══ Records shown
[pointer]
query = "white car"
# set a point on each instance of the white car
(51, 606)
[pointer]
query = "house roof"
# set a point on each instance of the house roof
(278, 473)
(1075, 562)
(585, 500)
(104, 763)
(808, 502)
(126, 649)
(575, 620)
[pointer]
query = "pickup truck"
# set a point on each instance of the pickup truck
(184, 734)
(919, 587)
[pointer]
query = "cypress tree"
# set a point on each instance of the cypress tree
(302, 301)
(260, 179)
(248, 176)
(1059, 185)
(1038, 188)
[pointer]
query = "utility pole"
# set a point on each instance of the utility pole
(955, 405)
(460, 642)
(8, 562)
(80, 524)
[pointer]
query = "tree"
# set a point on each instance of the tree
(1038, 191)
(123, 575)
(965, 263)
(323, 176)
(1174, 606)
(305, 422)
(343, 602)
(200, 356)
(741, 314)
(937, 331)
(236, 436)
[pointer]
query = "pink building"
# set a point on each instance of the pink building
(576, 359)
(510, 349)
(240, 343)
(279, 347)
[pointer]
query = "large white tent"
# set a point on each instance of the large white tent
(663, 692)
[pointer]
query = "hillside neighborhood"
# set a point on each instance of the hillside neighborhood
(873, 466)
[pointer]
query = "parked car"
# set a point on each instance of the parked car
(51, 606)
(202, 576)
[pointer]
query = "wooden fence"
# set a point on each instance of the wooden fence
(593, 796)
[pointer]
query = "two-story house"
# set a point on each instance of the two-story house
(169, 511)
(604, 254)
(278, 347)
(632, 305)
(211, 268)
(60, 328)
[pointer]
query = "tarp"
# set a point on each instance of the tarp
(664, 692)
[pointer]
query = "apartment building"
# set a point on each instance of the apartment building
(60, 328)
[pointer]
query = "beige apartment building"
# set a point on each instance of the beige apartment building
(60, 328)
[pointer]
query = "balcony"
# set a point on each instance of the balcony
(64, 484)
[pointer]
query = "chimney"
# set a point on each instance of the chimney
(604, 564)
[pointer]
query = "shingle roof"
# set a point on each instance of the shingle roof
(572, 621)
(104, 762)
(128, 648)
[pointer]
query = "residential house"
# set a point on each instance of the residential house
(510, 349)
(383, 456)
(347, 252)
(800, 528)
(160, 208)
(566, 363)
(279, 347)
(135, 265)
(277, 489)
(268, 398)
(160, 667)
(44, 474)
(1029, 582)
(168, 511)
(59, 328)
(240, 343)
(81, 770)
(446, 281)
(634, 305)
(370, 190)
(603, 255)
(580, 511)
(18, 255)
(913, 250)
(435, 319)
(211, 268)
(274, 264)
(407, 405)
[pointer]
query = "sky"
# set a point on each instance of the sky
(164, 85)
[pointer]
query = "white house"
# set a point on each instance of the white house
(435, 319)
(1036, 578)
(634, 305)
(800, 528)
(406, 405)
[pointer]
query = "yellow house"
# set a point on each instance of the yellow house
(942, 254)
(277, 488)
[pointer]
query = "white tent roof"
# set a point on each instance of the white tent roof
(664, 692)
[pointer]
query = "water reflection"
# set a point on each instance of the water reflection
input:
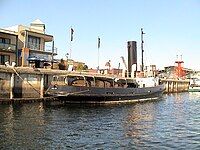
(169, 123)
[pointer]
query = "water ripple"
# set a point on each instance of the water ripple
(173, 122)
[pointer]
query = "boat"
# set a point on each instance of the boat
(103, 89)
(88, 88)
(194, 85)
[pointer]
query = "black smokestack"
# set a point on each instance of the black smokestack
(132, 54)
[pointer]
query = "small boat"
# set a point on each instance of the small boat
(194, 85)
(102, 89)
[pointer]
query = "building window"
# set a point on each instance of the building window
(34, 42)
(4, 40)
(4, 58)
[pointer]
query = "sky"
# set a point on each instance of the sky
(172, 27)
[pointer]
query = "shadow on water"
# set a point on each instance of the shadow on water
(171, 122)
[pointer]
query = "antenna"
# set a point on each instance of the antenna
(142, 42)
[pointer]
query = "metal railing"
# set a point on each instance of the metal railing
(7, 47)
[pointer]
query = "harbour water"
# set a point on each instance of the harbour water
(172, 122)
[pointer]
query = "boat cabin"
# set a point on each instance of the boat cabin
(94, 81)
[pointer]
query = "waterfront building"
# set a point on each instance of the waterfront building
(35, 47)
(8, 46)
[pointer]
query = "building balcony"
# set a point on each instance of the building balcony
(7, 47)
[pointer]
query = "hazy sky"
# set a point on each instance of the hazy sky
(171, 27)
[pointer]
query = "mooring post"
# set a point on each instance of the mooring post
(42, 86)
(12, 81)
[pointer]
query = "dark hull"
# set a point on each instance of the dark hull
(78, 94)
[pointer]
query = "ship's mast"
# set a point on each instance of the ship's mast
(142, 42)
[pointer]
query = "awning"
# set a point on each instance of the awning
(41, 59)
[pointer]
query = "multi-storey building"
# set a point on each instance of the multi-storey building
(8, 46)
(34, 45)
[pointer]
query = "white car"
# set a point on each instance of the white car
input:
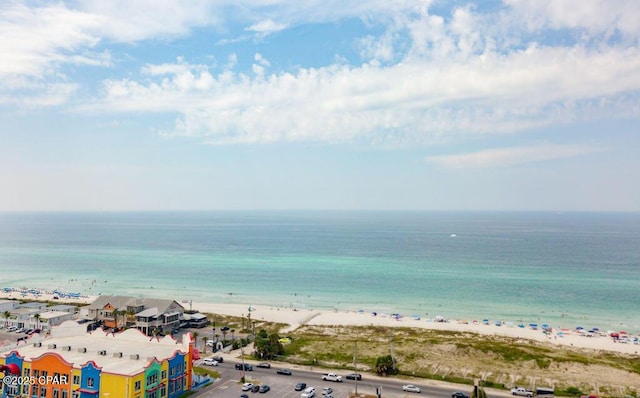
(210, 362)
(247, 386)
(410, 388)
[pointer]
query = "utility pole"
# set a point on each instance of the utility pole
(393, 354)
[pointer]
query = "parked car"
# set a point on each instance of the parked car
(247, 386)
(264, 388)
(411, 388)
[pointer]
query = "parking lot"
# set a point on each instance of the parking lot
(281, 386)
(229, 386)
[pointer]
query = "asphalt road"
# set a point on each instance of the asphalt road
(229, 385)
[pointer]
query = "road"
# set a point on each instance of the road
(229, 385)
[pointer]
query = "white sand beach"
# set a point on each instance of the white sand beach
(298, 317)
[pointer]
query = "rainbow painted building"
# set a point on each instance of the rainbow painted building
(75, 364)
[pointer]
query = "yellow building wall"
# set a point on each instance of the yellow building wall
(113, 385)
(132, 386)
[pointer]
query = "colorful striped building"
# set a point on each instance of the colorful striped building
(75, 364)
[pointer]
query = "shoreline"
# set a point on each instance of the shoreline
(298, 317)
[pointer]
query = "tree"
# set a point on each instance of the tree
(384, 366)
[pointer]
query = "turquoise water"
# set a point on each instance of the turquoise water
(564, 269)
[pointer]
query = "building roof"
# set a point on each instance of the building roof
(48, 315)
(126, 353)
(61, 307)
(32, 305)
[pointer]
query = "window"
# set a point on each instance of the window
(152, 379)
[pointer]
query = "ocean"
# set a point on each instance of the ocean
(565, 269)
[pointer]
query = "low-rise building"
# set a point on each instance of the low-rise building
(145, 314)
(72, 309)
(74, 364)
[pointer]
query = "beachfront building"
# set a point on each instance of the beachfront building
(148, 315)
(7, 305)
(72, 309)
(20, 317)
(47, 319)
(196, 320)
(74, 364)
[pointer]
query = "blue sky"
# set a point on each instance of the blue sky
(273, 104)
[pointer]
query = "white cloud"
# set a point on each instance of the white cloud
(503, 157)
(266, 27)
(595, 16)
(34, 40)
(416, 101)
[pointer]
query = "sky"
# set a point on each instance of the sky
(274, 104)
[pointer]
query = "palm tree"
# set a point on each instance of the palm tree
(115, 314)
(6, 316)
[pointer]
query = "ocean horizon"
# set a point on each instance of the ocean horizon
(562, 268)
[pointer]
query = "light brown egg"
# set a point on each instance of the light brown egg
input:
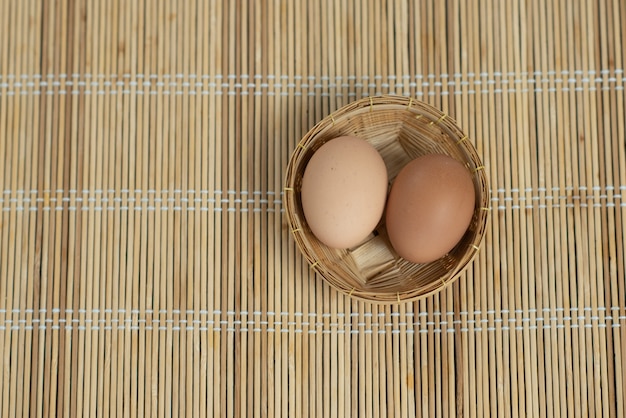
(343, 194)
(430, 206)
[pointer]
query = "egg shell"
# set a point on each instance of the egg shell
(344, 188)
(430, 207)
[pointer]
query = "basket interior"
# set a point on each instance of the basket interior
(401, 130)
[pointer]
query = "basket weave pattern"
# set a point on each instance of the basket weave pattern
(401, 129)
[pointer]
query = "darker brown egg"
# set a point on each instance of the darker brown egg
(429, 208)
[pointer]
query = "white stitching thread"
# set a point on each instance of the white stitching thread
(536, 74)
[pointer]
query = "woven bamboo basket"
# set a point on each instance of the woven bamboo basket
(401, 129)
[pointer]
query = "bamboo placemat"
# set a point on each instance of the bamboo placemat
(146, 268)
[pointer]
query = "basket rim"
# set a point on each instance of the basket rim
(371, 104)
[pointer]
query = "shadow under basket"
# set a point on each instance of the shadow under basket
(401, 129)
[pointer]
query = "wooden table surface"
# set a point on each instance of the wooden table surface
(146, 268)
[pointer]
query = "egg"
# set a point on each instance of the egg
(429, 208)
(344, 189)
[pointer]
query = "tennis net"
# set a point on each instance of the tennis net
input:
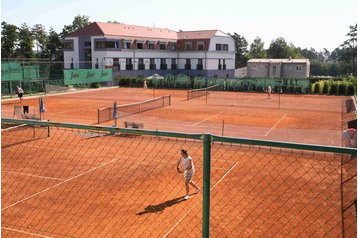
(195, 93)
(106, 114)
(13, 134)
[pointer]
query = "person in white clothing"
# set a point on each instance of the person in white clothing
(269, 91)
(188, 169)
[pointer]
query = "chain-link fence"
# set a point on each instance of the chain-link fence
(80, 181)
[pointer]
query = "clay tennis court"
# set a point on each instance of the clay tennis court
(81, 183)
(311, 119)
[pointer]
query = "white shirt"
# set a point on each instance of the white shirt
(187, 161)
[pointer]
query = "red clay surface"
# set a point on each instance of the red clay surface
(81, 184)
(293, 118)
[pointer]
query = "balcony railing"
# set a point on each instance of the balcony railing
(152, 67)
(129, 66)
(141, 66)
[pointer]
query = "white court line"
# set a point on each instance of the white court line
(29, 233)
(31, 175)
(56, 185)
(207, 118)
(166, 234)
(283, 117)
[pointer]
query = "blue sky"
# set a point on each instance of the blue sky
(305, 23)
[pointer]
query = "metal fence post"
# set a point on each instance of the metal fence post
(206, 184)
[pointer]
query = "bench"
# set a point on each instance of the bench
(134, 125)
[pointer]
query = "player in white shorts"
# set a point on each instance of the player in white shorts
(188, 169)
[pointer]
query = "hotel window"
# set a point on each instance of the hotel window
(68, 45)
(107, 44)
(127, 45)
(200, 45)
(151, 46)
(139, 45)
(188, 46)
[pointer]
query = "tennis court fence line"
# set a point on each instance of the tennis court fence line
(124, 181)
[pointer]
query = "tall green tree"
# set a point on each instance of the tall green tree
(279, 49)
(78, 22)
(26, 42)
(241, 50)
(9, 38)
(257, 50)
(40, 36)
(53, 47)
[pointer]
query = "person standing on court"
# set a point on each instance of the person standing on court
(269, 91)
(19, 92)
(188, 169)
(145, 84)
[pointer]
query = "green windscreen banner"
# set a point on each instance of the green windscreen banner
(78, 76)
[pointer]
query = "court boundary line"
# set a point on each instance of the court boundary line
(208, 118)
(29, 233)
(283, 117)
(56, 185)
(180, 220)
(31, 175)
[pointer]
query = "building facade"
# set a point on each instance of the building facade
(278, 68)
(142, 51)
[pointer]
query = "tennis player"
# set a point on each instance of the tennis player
════
Locate every line in the material above that contains the word "asphalt" and copy each one.

query = "asphalt road"
# set a point on each instance of the asphalt road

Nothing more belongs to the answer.